Find the line with "For each <instance>, write" in the entries below, then reproduce it and every line after it down to and including the line with "positive clicks: (28, 17) (58, 13) (12, 5)", exactly.

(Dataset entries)

===============

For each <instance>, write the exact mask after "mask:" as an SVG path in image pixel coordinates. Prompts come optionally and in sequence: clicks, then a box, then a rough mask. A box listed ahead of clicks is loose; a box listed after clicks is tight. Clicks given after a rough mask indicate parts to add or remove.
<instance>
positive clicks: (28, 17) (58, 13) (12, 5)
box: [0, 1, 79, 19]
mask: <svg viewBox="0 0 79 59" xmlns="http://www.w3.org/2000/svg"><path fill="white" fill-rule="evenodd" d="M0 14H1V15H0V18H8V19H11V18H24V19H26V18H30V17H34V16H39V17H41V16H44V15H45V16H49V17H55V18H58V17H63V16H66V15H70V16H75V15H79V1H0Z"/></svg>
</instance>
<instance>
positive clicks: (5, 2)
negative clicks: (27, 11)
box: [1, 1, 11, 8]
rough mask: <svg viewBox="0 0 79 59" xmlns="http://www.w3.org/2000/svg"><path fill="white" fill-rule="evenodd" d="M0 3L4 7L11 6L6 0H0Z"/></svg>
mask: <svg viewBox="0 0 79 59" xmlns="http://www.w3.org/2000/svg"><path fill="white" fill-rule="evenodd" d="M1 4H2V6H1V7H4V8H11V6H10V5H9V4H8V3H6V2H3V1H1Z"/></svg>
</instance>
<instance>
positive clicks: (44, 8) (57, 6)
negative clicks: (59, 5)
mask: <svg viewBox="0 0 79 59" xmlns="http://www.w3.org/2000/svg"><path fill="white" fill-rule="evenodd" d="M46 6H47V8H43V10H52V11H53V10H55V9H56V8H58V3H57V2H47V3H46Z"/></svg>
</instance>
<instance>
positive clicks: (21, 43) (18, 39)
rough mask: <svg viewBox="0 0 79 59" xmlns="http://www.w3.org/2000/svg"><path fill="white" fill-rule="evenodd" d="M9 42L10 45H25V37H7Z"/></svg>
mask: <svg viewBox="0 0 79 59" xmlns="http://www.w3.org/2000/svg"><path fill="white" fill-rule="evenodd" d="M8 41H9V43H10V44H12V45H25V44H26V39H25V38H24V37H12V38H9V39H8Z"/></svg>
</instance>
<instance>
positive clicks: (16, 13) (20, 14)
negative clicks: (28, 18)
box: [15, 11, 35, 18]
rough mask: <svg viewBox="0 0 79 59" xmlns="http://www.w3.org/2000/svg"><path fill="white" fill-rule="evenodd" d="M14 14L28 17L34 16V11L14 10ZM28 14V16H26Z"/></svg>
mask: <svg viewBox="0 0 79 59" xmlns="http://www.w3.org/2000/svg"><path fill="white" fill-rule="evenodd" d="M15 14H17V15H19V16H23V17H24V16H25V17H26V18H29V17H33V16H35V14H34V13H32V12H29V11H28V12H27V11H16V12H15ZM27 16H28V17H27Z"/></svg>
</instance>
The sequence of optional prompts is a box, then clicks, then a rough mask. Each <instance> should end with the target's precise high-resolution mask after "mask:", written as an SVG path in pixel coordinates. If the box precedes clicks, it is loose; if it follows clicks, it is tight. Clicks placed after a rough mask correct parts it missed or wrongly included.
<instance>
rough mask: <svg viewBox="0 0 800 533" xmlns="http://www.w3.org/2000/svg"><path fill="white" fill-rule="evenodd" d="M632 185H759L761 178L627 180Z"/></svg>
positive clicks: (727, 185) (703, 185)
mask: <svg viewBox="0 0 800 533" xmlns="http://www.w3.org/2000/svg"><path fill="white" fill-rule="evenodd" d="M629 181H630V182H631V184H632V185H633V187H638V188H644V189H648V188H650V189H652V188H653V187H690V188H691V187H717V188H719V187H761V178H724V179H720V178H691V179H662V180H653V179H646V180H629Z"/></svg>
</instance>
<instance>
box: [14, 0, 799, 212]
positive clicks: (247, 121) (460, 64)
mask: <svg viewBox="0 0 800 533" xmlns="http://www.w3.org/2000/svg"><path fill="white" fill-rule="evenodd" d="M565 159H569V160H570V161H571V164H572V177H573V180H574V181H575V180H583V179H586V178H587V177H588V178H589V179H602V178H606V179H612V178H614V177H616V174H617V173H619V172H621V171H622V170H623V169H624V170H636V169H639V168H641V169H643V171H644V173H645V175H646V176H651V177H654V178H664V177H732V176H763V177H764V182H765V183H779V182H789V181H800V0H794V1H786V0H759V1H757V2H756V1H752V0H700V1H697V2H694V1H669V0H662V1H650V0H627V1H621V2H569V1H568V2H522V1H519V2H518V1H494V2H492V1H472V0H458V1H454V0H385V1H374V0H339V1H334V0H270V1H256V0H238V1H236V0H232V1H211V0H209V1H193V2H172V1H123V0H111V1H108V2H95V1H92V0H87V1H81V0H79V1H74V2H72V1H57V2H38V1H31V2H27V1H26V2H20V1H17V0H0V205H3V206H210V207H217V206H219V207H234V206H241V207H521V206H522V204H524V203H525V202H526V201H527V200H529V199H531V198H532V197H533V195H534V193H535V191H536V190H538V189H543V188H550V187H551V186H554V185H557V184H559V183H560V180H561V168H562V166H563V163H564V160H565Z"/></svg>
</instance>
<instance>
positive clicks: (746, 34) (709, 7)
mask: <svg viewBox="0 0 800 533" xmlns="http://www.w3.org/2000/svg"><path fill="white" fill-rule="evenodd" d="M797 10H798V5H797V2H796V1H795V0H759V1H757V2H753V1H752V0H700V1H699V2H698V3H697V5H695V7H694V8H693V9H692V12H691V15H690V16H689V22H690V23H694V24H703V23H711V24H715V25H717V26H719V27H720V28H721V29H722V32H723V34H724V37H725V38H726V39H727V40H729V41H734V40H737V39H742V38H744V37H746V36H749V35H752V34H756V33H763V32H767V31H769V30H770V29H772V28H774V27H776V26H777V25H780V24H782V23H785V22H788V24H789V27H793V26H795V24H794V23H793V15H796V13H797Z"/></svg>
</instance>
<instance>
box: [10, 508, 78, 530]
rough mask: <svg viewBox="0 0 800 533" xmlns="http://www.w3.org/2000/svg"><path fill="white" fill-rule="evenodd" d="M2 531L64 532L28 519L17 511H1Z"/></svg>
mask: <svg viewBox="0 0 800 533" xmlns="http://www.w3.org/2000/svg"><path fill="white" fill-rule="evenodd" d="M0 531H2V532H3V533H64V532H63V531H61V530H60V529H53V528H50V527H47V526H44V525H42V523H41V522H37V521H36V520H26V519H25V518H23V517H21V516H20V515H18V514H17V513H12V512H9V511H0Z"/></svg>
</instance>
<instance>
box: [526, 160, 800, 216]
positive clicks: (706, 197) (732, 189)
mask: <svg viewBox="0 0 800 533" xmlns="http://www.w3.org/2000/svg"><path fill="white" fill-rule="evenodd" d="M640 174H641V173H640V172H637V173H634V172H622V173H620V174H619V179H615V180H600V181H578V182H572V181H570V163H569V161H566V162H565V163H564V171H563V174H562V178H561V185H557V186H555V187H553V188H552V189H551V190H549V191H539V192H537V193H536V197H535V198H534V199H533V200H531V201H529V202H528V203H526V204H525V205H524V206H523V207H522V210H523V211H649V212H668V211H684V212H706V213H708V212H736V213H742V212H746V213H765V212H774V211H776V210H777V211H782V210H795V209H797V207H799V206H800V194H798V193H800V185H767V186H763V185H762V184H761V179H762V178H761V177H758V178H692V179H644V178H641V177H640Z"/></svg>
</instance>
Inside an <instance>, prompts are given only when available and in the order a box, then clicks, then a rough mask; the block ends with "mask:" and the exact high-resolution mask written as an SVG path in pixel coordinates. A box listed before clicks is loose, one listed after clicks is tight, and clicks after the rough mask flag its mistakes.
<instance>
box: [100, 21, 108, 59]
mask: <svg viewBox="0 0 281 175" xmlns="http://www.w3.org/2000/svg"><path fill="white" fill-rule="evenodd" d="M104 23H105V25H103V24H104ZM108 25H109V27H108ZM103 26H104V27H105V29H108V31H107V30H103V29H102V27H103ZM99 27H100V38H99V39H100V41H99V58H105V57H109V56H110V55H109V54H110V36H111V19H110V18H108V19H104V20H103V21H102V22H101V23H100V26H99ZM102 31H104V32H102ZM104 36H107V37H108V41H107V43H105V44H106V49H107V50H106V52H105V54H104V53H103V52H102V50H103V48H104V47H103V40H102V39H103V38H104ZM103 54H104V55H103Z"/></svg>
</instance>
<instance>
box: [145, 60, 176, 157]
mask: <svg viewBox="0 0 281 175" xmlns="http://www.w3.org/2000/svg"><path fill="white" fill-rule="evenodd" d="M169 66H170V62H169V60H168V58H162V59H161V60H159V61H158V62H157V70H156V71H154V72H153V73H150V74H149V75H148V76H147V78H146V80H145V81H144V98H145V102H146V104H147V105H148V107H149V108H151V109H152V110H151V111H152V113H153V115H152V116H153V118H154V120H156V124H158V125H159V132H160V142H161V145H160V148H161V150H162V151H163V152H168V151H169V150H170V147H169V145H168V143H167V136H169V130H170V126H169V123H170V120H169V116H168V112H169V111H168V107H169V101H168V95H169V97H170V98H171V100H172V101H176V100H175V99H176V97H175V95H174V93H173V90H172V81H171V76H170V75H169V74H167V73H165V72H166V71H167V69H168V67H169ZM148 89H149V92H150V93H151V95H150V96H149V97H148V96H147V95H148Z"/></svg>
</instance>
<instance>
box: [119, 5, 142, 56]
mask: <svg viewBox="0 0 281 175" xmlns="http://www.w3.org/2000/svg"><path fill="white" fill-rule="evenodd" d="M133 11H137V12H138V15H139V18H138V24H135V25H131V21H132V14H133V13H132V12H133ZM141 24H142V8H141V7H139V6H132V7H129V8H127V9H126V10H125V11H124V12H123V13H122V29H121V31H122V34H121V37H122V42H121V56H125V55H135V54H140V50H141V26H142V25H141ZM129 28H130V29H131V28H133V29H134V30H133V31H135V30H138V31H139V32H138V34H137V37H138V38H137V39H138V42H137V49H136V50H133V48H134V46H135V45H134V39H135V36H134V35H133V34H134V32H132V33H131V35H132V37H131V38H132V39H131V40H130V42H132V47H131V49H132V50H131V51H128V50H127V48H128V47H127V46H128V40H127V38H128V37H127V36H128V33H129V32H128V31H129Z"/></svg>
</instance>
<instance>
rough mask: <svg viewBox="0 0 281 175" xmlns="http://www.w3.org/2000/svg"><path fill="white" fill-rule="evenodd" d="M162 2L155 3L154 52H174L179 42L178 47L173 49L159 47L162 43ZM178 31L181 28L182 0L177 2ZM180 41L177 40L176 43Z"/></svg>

===============

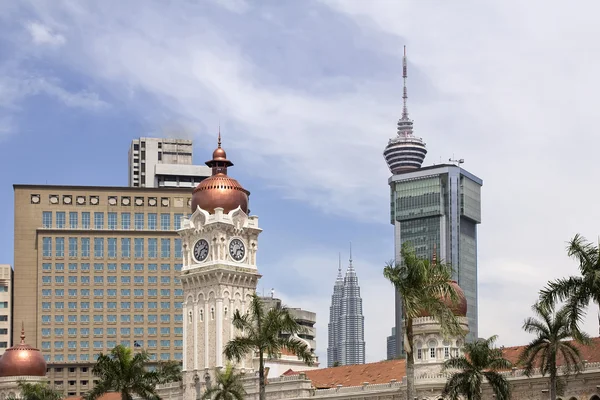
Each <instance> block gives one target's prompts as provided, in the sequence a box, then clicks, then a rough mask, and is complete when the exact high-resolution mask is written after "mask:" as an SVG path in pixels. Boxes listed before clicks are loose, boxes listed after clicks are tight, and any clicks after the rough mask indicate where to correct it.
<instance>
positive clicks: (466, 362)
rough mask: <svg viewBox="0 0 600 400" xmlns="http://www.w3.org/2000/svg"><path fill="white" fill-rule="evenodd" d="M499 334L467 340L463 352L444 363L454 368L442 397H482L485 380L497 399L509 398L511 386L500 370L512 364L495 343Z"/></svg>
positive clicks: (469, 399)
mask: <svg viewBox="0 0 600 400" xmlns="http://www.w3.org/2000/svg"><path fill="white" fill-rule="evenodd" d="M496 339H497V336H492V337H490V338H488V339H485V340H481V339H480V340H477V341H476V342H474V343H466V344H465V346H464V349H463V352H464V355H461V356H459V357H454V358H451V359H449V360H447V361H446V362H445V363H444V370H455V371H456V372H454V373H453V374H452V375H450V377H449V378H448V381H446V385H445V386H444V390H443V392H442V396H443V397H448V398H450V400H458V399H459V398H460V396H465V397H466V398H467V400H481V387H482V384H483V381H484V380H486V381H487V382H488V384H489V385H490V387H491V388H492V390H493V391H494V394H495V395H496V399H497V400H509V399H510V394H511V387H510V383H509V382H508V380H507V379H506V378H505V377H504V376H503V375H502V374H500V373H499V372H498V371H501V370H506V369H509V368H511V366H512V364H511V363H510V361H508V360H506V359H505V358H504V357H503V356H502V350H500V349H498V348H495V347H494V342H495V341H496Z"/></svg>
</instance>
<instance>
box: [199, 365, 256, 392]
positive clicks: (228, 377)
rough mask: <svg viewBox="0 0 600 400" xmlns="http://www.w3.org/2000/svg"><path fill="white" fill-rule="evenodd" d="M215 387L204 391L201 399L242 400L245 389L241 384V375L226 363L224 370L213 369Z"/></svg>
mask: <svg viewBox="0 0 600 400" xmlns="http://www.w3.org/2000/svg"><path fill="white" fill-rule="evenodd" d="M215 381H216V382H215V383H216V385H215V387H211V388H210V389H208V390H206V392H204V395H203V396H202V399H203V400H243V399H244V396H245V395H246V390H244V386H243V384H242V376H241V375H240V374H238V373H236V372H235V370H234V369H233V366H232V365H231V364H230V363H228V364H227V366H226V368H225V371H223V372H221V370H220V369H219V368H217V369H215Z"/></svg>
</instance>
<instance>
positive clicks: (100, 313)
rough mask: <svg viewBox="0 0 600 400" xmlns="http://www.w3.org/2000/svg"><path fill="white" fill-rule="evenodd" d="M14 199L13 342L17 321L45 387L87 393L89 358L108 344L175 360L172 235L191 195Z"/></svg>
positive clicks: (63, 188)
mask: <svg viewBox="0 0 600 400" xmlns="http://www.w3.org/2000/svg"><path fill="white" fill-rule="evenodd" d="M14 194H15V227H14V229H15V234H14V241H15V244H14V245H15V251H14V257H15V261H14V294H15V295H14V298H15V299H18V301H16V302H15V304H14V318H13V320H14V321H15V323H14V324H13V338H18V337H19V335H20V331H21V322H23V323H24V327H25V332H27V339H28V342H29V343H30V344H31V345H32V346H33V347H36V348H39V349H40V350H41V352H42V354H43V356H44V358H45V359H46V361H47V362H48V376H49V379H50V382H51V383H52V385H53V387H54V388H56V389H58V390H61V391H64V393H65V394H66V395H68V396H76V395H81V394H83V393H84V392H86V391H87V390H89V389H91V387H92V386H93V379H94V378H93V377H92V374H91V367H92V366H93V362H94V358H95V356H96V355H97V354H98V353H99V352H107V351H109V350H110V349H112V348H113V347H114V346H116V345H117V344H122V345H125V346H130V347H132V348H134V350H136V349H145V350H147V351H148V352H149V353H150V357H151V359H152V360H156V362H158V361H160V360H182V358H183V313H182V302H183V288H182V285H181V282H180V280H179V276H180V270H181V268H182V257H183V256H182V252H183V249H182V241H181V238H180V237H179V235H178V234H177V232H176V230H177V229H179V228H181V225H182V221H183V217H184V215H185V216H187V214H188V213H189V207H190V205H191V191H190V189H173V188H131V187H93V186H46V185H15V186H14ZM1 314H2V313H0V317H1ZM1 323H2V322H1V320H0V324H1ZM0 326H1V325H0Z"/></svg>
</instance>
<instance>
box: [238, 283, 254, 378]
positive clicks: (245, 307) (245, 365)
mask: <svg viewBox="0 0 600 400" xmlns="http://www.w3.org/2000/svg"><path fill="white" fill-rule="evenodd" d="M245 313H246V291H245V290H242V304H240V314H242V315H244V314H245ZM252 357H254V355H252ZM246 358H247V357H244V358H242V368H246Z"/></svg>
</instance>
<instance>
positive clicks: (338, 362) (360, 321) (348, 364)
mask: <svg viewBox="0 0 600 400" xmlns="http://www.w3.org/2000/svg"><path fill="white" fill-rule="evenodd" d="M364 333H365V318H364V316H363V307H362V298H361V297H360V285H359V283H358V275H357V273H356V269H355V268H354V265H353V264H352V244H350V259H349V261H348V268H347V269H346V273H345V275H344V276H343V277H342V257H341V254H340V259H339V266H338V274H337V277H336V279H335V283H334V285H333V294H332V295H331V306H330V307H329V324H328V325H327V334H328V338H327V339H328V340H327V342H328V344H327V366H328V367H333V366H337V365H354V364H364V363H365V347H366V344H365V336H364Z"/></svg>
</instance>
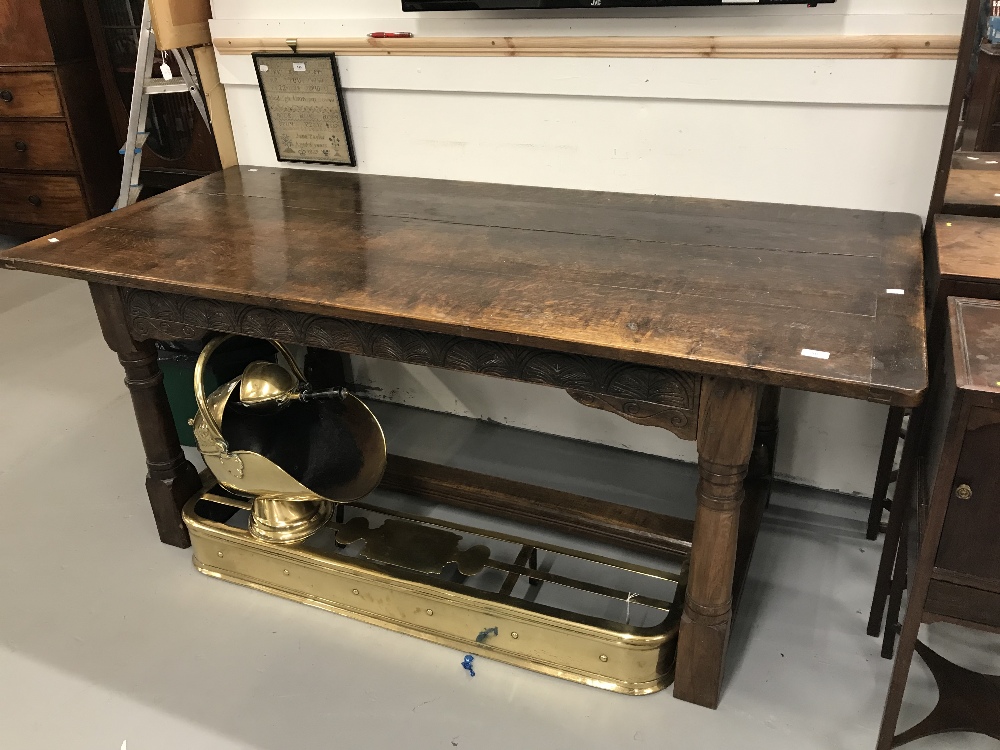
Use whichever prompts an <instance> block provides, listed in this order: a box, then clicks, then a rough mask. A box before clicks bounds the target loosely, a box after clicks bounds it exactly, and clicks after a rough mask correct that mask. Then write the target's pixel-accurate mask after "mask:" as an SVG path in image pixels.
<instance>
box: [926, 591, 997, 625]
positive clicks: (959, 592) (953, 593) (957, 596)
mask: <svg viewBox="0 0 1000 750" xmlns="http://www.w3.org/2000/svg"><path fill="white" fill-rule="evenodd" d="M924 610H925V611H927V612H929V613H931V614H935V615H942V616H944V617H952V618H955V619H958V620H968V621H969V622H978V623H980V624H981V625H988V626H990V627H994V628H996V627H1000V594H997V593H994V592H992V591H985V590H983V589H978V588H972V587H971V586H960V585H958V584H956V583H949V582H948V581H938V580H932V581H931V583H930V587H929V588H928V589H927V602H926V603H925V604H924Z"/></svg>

===============

Expected answer:
For each <instance>, write the exact mask after "mask:" as an SVG path in image pixel coordinates. Prompts come optionally and in sequence: clicks, then a box, then a rough mask. A box listed ahead of clicks is loose; a box listed after clicks is tight. Clicks given after a rough mask indicate parts to add or remove.
<instance>
positive clicks: (28, 17) (58, 13) (12, 5)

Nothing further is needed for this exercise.